> _Problem details_: In the following material, identify every line holding the string "water" and return it.

'''

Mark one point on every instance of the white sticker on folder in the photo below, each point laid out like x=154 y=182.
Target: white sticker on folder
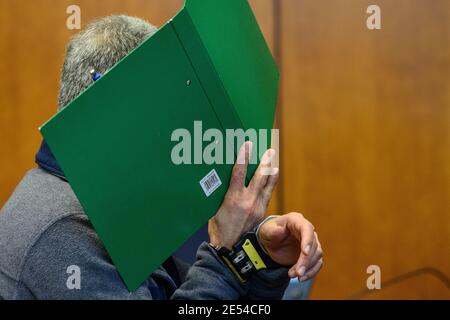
x=210 y=183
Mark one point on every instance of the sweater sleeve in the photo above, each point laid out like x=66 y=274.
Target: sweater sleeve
x=69 y=262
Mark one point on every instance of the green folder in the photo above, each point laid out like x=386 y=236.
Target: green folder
x=210 y=63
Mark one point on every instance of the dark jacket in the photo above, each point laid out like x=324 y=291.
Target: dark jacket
x=44 y=232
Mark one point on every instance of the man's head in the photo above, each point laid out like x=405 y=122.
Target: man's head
x=100 y=46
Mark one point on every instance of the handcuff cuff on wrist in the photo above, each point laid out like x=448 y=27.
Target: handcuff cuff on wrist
x=247 y=256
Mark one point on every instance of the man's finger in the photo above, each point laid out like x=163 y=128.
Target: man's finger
x=270 y=186
x=303 y=230
x=316 y=256
x=311 y=273
x=261 y=177
x=240 y=168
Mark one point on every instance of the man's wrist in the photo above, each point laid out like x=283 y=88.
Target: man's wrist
x=258 y=229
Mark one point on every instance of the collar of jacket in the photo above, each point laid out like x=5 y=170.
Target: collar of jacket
x=46 y=160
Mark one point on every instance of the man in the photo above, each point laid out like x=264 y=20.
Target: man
x=44 y=230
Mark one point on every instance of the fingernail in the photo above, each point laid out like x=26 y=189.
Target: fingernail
x=302 y=271
x=307 y=249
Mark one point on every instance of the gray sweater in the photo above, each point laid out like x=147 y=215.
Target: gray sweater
x=44 y=231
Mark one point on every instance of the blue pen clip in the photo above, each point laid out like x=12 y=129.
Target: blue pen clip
x=95 y=75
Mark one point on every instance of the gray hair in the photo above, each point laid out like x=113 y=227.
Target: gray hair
x=100 y=46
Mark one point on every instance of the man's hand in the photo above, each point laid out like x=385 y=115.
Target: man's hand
x=290 y=240
x=243 y=207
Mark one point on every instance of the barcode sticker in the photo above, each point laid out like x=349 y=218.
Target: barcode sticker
x=210 y=183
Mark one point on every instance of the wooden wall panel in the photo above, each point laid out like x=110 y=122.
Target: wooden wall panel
x=366 y=138
x=34 y=36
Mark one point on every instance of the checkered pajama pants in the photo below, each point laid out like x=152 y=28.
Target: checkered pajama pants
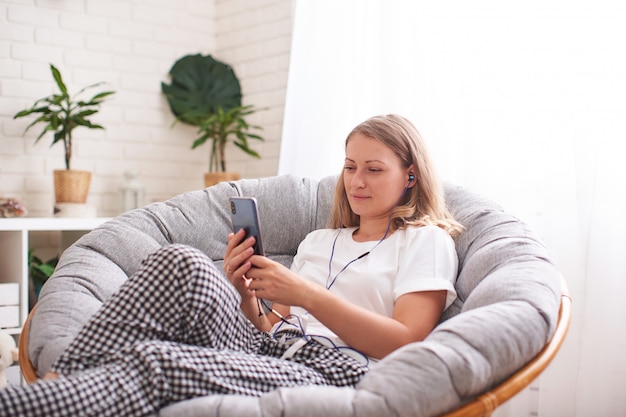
x=173 y=331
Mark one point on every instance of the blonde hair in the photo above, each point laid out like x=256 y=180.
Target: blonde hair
x=423 y=204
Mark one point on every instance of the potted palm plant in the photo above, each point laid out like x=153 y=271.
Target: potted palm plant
x=206 y=93
x=61 y=114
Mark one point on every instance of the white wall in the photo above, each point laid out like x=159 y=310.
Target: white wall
x=131 y=46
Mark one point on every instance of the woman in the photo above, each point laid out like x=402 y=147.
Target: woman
x=378 y=279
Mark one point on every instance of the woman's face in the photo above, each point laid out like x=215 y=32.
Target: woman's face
x=374 y=177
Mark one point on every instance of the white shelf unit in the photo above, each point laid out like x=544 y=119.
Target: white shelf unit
x=15 y=234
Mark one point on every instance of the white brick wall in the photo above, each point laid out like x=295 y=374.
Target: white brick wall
x=131 y=46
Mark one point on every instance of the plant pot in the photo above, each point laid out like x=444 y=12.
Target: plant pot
x=71 y=186
x=212 y=178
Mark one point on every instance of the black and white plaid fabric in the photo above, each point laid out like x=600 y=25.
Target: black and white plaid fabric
x=173 y=331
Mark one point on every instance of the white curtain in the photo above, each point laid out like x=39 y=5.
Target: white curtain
x=524 y=102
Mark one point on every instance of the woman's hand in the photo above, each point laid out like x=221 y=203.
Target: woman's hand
x=273 y=281
x=237 y=262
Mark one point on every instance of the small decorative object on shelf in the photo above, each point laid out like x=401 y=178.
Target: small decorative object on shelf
x=132 y=191
x=8 y=355
x=10 y=207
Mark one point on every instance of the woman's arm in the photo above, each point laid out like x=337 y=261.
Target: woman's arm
x=415 y=314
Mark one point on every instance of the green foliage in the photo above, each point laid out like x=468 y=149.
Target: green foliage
x=62 y=113
x=205 y=92
x=200 y=85
x=222 y=126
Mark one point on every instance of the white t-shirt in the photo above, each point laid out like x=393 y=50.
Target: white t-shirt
x=410 y=260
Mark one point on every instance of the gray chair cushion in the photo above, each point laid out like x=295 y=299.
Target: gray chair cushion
x=507 y=306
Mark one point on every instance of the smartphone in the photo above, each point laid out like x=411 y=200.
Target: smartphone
x=244 y=214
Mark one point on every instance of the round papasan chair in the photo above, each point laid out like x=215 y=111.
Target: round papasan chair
x=506 y=313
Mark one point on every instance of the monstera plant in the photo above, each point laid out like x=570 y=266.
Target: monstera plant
x=206 y=93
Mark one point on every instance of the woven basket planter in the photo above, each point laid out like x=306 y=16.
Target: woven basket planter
x=71 y=186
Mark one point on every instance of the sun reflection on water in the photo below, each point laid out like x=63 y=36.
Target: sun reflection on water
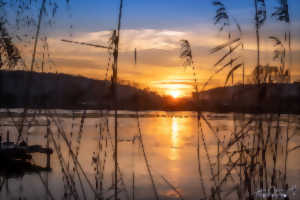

'''

> _Output of the exercise_:
Mark one point on every instance of the sun reflection on water in the photo below, each point laid out like x=63 y=36.
Target: sun reflection on water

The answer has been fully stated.